Aşağıdaki öğelerde "pool" sözcüğünü barındıran satırlar hangileri? Büyük-küçük harf ayrımını gözeterek bu satırların her birini kopyalayın.
━━━━━ Eldeki Veriler
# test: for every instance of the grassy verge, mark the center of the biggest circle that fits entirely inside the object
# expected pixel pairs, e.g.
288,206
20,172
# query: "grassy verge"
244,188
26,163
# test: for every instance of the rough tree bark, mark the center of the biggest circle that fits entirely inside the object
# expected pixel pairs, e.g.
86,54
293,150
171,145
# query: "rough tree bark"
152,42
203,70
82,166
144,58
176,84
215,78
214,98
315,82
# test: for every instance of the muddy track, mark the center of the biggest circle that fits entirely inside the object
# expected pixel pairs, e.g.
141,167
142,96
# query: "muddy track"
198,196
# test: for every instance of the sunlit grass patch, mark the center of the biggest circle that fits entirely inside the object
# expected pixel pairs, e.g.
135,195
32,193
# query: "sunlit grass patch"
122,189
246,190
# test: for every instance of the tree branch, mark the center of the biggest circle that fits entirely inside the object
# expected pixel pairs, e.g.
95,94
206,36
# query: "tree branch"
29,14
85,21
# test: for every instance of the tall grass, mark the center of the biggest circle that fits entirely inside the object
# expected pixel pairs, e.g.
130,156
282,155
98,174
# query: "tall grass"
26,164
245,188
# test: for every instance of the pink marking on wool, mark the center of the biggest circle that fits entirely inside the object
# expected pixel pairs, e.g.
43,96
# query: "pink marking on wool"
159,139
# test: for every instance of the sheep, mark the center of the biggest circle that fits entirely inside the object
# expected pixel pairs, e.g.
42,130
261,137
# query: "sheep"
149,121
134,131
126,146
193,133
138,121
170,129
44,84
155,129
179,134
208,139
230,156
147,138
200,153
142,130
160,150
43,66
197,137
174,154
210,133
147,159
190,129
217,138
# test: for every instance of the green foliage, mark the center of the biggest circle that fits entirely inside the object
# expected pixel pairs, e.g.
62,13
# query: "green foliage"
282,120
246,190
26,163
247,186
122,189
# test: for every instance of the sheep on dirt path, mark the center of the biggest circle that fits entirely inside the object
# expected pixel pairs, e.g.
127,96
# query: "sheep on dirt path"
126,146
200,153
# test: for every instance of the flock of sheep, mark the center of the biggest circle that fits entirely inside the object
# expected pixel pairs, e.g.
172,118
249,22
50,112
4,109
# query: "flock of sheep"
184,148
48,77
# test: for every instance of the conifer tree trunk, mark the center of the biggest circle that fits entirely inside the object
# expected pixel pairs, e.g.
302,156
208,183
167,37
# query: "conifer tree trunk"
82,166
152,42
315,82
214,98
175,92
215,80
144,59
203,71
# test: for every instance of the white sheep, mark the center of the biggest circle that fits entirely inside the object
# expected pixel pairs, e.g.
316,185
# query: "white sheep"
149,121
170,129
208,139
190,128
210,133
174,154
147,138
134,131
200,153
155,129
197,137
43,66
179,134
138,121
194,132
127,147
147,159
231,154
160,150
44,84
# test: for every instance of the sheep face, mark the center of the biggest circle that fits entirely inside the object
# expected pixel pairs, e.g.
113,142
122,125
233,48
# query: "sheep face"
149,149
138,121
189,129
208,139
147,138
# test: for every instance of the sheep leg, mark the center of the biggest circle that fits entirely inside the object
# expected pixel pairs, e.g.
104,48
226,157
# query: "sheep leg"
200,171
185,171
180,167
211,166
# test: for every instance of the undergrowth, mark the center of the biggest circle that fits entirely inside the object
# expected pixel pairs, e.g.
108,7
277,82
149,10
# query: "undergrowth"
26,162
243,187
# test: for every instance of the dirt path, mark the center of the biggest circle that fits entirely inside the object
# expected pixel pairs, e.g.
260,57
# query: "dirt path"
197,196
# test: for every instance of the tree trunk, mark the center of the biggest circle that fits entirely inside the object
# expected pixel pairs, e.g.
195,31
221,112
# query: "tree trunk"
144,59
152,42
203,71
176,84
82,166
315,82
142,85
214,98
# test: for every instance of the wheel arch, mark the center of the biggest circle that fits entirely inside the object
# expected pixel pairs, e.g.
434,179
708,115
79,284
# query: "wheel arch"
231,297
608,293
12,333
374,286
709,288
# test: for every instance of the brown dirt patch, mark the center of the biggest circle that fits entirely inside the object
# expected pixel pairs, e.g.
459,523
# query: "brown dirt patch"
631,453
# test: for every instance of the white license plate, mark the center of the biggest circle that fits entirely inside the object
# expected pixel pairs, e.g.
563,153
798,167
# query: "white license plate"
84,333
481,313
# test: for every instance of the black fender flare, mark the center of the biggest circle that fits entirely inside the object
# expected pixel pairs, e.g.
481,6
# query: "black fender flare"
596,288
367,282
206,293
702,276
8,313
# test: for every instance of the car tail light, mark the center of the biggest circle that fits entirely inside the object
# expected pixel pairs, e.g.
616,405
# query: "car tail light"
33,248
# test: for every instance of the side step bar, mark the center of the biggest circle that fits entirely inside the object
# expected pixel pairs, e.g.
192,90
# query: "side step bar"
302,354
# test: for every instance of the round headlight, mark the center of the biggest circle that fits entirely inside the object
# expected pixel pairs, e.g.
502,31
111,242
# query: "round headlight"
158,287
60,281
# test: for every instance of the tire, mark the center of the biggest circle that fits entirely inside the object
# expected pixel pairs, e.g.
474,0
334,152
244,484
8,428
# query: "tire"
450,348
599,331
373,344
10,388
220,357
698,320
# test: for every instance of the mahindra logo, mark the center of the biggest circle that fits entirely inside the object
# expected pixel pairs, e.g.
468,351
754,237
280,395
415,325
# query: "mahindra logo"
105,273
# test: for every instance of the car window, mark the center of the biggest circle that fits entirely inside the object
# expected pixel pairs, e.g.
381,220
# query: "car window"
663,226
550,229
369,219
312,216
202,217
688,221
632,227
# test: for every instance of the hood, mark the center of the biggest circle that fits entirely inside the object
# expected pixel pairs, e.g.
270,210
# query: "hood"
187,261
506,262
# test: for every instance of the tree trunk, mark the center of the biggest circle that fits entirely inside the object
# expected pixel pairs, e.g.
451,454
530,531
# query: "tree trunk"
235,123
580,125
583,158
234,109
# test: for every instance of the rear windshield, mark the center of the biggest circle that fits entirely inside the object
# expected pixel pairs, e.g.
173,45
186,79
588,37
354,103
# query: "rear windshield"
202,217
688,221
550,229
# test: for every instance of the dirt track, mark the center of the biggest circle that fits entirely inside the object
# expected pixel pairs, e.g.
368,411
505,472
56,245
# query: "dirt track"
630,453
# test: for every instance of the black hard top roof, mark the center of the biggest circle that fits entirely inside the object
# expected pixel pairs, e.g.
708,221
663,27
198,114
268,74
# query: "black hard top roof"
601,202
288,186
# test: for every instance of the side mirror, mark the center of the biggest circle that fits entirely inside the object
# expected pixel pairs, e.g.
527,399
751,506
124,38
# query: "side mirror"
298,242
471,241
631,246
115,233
━━━━━━━━━━
━━━━━ Eldeki Veriler
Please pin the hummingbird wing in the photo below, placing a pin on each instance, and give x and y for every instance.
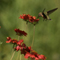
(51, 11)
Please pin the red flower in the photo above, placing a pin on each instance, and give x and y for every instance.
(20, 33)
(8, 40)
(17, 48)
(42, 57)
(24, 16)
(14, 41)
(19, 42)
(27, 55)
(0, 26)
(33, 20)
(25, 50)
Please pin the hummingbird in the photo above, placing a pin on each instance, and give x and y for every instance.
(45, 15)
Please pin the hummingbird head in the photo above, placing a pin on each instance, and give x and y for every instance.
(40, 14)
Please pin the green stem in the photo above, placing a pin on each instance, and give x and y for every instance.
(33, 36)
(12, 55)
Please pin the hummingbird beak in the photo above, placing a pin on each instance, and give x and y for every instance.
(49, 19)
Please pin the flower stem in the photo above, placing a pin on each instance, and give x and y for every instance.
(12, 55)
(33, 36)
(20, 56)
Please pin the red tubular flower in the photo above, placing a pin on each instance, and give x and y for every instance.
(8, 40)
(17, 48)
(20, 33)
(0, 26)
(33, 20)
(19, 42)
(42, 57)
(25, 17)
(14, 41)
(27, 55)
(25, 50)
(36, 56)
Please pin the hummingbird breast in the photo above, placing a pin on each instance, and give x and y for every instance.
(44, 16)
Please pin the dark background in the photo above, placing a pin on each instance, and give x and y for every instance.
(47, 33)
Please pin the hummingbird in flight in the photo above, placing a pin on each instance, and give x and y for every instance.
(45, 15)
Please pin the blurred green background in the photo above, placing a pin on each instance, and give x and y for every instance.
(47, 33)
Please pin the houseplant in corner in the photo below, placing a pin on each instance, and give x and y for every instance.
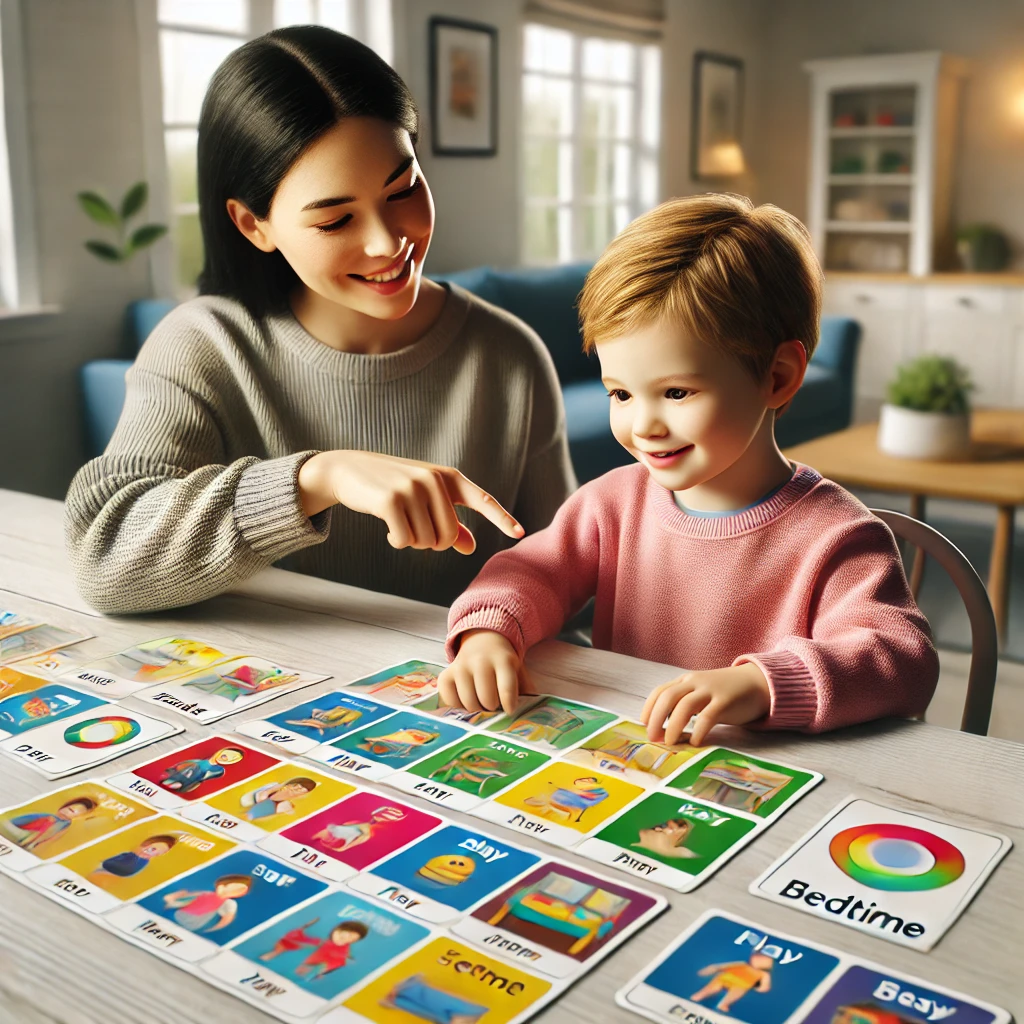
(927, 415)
━━━━━━━━━━
━━━━━ Eldeki Veriler
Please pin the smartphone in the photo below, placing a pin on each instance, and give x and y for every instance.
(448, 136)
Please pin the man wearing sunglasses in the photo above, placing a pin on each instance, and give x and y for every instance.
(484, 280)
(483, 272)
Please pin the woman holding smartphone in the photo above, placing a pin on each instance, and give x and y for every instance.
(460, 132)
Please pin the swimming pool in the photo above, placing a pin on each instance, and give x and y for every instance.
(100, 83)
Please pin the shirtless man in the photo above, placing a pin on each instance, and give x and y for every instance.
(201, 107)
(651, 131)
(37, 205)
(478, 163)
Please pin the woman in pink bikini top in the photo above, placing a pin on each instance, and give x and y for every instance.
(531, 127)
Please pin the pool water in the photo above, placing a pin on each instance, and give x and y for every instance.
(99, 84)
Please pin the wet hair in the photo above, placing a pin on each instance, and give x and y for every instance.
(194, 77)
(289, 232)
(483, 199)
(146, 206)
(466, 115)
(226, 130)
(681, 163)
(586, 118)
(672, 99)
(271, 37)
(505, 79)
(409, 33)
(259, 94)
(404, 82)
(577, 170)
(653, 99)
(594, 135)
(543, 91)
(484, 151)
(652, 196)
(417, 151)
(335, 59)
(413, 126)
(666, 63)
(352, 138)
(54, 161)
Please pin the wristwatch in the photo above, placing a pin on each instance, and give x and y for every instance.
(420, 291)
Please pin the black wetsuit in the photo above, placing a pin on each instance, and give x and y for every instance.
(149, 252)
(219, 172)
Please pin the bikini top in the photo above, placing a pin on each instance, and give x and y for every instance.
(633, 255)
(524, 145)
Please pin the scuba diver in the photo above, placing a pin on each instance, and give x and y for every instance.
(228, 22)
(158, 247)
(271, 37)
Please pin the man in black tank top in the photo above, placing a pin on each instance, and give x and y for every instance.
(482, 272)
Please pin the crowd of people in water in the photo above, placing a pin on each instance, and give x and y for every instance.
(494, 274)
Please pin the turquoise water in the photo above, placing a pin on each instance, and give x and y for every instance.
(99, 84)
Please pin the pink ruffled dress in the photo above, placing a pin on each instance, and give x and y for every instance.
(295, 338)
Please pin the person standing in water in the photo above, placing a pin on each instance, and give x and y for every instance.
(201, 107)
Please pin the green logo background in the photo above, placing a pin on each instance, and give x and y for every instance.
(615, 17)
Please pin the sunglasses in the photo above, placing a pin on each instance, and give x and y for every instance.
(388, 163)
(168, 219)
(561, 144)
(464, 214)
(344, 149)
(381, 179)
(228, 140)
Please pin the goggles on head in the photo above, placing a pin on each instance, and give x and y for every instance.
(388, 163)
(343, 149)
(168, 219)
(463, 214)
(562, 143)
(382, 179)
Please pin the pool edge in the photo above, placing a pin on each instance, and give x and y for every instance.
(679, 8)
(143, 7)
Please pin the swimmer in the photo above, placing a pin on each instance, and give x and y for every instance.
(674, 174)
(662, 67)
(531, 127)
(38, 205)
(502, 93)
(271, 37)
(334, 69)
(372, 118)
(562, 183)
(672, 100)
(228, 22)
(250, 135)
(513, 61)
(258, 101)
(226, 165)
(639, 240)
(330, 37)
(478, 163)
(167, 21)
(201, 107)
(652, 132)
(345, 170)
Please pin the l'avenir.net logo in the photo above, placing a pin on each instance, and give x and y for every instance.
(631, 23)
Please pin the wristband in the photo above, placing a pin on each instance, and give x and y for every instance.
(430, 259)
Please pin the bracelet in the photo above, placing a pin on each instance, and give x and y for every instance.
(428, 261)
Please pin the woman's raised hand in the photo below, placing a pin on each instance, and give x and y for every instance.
━━━━━━━━━━
> **Görevin Sonucu**:
Please pin the swimming pool in the photo above, placing a pin on each instance, and give x and y for every instance.
Please pin the pool water in the photo above, placing a pin on each instance, and give x and y for every instance.
Please pin the pool edge in the photo above, placing a pin on each instance, and give x and y for every instance.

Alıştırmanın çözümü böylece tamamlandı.